* [Text shown]:
━━━━━━━━━━━━━━━━━━━━

# New Owner of Canon 600D



## Chukka (Sep 17, 2012)

Hi fellow camera users, I have just bought a Canon 600D. :mrgreen: (my first DSLR)
I will be using it for music videos and portraits and also landscape/scenic pictures.
It is coming with an 18-55mm lens.
What other lens would you recommend for the above?
My budget per lens will be between £200-£300.
Also can anyone recommend a good carry case for the camera? Im thinking about a Montana Premium Bag which is around £25 on Amazon.

Thanks for any help

Chukka


----------



## Buckster (Sep 17, 2012)

Save your money.  Start with the 18-55mm and don't worry or even think about other lenses until the 18-55mm won't let you shoot what you want.  *THEN*, if that happens, you can look at other lenses you may need to deliver what the 18-55mm is holding you back from shooting.

Carrying cases are very much a personal preference.  I have dozens of different bags, backpacks, holsters, straps and other assorted case, and I find different ones better for certain uses.  My favorite these days is the Think Tank belt and holster bags.

━━━━━━━━━━━━━━━━━━━━

* [Dataset content]:
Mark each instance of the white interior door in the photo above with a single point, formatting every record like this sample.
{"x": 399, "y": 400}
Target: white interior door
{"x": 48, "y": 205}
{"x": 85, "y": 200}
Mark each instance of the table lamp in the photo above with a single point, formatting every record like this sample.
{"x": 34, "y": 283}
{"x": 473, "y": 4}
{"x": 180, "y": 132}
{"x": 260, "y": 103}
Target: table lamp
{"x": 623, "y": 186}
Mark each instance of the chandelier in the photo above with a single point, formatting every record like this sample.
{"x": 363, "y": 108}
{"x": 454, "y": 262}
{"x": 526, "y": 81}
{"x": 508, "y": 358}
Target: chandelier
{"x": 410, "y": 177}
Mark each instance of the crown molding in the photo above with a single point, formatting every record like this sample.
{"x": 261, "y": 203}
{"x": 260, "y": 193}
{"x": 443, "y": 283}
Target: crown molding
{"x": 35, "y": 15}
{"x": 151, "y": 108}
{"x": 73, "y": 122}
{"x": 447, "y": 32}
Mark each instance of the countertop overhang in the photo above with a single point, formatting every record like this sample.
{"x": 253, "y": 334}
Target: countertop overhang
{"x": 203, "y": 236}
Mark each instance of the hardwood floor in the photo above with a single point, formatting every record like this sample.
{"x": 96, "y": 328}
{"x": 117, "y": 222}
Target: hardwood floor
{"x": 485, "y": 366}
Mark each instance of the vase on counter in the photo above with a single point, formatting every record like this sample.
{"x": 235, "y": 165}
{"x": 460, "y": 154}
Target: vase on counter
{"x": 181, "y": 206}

━━━━━━━━━━━━━━━━━━━━

* [Exercises to complete]:
- a) In the Canon 600D forum thread, list each type of photography or video work that Chukka plans to use the camera for.
- b) Pick up the Canon 600D forum thread where it stops and write the next part.

* [Exercise responses]:
- a)
- music videos
- portraits
- landscape/scenic pictures

- b)
----------



## Chukka (Sep 17, 2012)

Thanks for your advice.
Will get myself familiar with the 18-55mm lens
As for the bag I will just go ahead and buy what I think will suit my needs


----------



## ronlane (Sep 17, 2012)

Congrats on the new camera. I got the same camera back in April but I got two lenses, the 18-55 and the 55-250. I spent most of my time learning to use the 55-250 and now am having to learn to use the 18-55. It's been fun.


----------



## Chukka (Sep 17, 2012)

Another question, are lens covers useful? And would I benefit if I had one


----------



## sovietdoc (Sep 17, 2012)

Lens hoods?


----------



## Chukka (Sep 17, 2012)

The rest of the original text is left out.